= ПРИВЕДЁННЫЙ ОТРЫВОК =

#####

Фейтельсон вместе со мною и Паниным, который в то время был моим помощником по капитальному строительству, намечал основные идеи плана. Поздно вечером мы заходили к нему в большой, ярко освещенный кабинет. Обычно это бывало, когда только что кончалось какое-нибудь совещание. В кабинете стоял густой махорочный дым, валялись окурки. Фейтельсон, полувстав с кресла, спешно кончал что-то записывать, а когда мы входили, вскакивал и быстро направлялся к дверям: - Садитесь. Я сейчас. Сколько можно терпеть?! Вернувшись, он садился с нами за длинный стол, покрытый зеленым сукном, начинал просматривать титульные списки или еще что-нибудь. - Нет, это не пойдет. Наша задача открыть возможно больше площадок. - Но денег-то не хватит! - Дадут. Важно иметь подготовленный фронт. - Мы разбросаемся и ничего не сделаем. - А Вы думаете, что Сталину докладывали из-за Ваших трех шахт?! Надо заложить всюду, где подготовлены поля, и вот тогда требовать.

Он быстро соображал и, вообще, был способным человеком. Но, как и многих других, его интересовало не дело само по себе, а шум деятельности, возникающий при выполнении каждого дела. Ему нравилось распоряжаться, решать, спорить, подавлять несогласие, с чисто спортивным нетерпением ждать выполнения и перевыполнения и, наконец, награды. Судьба самого дела интересовала его только в этой связи. Поэтому, как говорил Капущевский, ревниво и завистливо относившийся к положению Фейтельсона, -"его способности блестели не больше и не дороже, чем блестит новый медный пятачок".
Иван Агапыч Панин терпеть не мог шумихи, подменявшей настоящее дело. Он называл это "обалтываньем". Он хорошо понимал, что план это не волшебная палочка, которой из ярко освещенных кабинетов можно возводить в беспроглядной темноте тундры новые шахты, заводы и поселки.
Помолчав, подымив цигаркой и все-таки не справившись с раздражением, он говорил: - Давайте, Владимир Самойлович, кончать обалтыванье. Если Вы по серьезному хотите открывать новые площадки - назначайте людей. План нельзя выдавать прямо в тундру.

В лагере сидело множество специалистов, но все они имели такие статьи, с которыми Оперотдел не пропускал их на руководящую работу. Фейтельсон мог быть тем тараном, который в состоянии был пробить эту дурацкую стену. Сначала он побаивался, но потом понял, что если не бороться за людей, то ничего не выйдет. Его требования, хотя и неохотно, но выполнялись. Людей начинали давать. В частности, Ордынский был назначен начальником строительства одной из новых шахт. Все это вносило живую струю в обстановку на Воркуте. Наш план на 1941 год давал повод для кое-каких надежд.

#####

= РАЗДЕЛ ДАННЫХ =
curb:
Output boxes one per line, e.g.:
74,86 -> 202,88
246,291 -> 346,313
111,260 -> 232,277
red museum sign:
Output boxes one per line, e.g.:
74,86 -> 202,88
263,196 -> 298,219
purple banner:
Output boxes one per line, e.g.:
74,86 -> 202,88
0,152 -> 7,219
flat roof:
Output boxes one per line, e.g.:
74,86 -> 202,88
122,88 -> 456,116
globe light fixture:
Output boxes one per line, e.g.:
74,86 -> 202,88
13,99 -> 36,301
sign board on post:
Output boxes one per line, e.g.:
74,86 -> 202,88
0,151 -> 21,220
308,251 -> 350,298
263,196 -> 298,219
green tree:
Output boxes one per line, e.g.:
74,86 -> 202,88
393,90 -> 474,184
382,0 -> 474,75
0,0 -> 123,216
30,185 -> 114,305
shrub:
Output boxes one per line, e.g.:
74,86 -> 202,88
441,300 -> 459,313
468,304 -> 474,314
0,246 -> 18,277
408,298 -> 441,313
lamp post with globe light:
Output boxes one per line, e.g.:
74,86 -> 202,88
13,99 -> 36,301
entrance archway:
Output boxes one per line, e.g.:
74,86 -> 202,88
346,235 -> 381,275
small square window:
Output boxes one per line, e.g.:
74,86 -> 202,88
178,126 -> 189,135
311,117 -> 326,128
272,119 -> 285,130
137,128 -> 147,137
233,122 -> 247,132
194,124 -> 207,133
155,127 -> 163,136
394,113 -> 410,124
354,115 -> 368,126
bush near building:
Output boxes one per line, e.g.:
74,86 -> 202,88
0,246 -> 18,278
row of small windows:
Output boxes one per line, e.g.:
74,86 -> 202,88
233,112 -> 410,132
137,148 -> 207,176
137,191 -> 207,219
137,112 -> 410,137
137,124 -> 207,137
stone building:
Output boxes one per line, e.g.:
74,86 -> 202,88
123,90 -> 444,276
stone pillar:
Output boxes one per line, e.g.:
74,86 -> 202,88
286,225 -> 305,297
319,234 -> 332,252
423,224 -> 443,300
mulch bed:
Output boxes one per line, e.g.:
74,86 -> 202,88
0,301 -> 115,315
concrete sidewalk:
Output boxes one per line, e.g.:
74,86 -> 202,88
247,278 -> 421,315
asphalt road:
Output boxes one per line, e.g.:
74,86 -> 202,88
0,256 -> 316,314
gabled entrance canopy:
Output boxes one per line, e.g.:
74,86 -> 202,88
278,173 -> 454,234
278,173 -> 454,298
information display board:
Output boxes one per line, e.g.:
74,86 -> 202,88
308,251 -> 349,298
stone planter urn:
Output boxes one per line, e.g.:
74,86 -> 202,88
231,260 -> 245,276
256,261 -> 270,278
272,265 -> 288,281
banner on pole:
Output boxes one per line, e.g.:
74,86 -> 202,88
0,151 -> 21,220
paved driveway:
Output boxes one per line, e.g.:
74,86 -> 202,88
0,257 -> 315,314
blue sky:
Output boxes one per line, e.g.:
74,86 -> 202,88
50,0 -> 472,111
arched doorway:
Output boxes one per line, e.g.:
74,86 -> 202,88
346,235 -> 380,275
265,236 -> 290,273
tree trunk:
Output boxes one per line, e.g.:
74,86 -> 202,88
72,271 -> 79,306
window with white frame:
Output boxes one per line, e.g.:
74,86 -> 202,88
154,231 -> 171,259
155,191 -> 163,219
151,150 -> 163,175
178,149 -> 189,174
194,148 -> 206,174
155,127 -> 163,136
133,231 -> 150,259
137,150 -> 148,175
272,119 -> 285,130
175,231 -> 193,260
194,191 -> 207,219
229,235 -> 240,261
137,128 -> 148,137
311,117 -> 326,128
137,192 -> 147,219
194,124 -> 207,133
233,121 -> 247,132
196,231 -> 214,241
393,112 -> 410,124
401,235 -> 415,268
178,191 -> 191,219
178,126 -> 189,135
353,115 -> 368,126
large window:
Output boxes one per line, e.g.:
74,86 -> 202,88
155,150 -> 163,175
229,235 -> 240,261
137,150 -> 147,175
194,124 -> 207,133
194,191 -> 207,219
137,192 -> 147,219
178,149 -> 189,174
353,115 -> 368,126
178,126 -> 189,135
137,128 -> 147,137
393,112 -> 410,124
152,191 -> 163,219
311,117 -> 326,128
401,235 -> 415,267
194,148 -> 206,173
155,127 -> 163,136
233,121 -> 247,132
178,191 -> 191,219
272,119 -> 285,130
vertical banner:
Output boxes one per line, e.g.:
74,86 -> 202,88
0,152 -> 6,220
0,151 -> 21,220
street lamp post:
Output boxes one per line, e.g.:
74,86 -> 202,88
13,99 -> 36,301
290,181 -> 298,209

#####

= ЧТО СДЕЛАТЬ =
Пожалуйста, продолжите воспоминания о составлении плана строительства на Воркуте, начав сразу после их последнего предложения.

= РЕЗУЛЬТАТ ЗАДАНИЯ =
Ровно через пять лет после того, как сломалась моя жизнь в Москве, я должен был поехать туда опять. Первый заместитель Берии Чернышев распорядился прислать меня с планами Воркутинского комбината. Вместе с командировкой я оформил шестимесячный отпуск за два года вольнонаемной работы в Заполярье. Я рассчитывал, что это даст мне возможность повидать страну. Мне заказали хороший полувоенный костюм, в каких тогда ходили работники НКВД, и распорядились выдать с центральной базы два чемодана. Базой заведывал Шкляр - крупный контрабандист, только что отсидевший свою десятку. Он, как и все на Воркуте, уже знал, что я еду в Москву, встретил меня, как именинника, и сам повел на склады. - Ух, какое у вас тут богатство, товарищ Шкляр! - Разве это богатство?! Видели бы Вы мои складики на границе. То было богатство. С него можно было кормить погранзаставу - и нашу, и польскую! Он выбрал мне чемоданы и сказал: - В Москве живет мой братик, пошивает модельные туфельки. Вы не откажите отвезти ему сверточек.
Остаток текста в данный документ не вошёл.